WHAT TO WORK ON:
Carry on the passage about natural gas prices and US emissions, picking up after its final sentence.

PASSAGE SHOWN:
*****
Image: Michael Shellenberger [@shellenbergerMD]

Mike has also been analyzing the favorable tail wind provided by crashing natural gas prices. Low gas prices have hidden from the consumer the true cost of subsidizing (non-large hydro) renewables. The US has been enjoying historically low natural gas prices. The lows are an anomaly caused by the local oversupply of U.S. shale gas. The oversupply situation is local to the US because it’s difficult to export natural gas. There are long lead times and large capital investments required to expand gas export infrastructure. Once the excess supply can be freely exported the US natural gas market will clear much like crude oil. Then US consumers will be paying a lot more for natural gas.

Image: Michael Shellenberger [@shellenbergerMD]

For his hypothesis that California has outperformed on decarbonization Gabe Kahn mainly credits politicians backing mandates and subsidies for wind and solar. Missing is discussion of all of the factors that contributed to the reduced emissions intensity. Nationally the two biggest contributors have been the Great Recession (falling demand) and fuel-switching from coal to gas. The Breakthrough Institute published a 2014 report Natural Gas Overwhelmingly Replaces Coal: New Analysis of US Regional Power Generation Between 2007 and 2013. US emissions intensity fell largely due to fuel-switching:

Changes in generation shares at the regional level, however, strongly support the conclusion that fuel-switching from coal to gas, along with falling electricity demand in the wake of the Great Recession, account for the vast majority of the decline in emissions. Moreover, the shift from coal to gas accounts for a significant majority of the decline in the carbon intensity of the US electrical grid since 2007.
*****
DATA EXCERPTS:
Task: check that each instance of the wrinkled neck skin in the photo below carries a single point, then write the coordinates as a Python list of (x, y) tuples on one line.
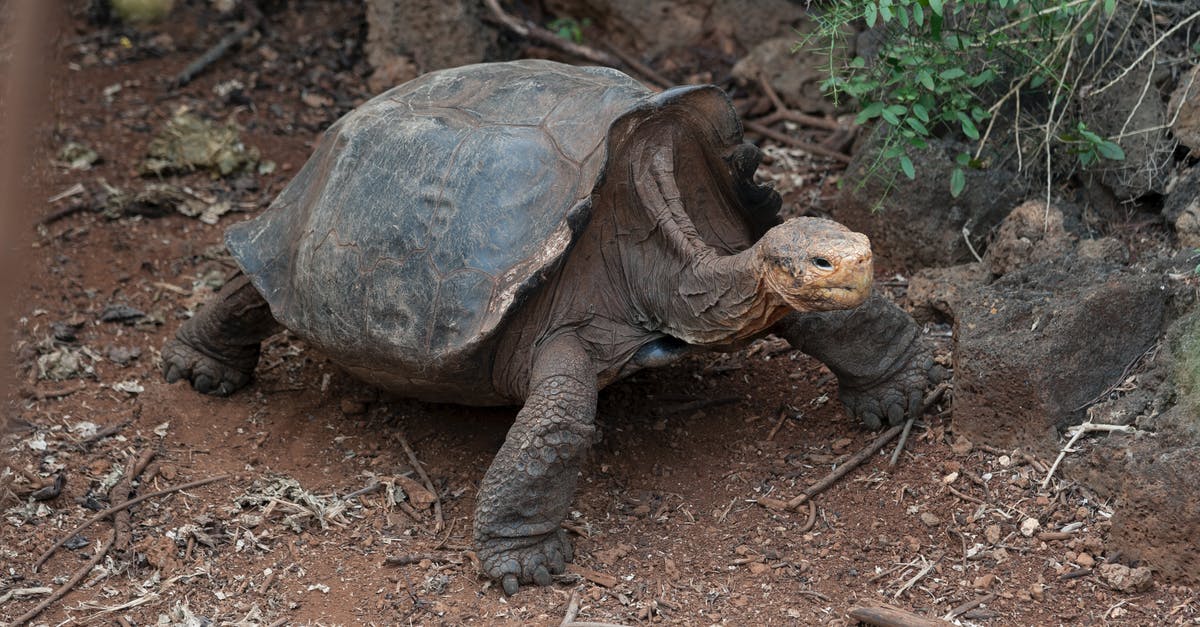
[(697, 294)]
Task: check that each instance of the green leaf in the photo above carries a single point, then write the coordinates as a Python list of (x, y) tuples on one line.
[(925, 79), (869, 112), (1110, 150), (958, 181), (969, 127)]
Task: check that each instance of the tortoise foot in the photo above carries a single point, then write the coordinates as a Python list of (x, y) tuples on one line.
*****
THE RESPONSE:
Comparison of CA low-carbon sources
Image: James Conca [@JimConca]

Study the above 2014 chart. The biggest elephant in the room (not discussed by Gabe Kahn) is the serious negative impact of activist attacks on the state’s nuclear plants. The premature closing of SONGS cost the state almost all the gains of twenty years of building subsidized wind and solar — California’s decarbonization rate took a big step backwards.  James Conca explains:

In one fell swoop, the unnecessary closing of San Onofre Nuclear Generating Station in San Diego wiped out the low-carbon energy equivalent of almost all the wind and solar installed in California, reversing the state’s 20-year progress in low-carbon energy. Wind and solar are the only low-carbon energy sources growing in California. Geothermal, biomass and hydro have been flat for 10 years.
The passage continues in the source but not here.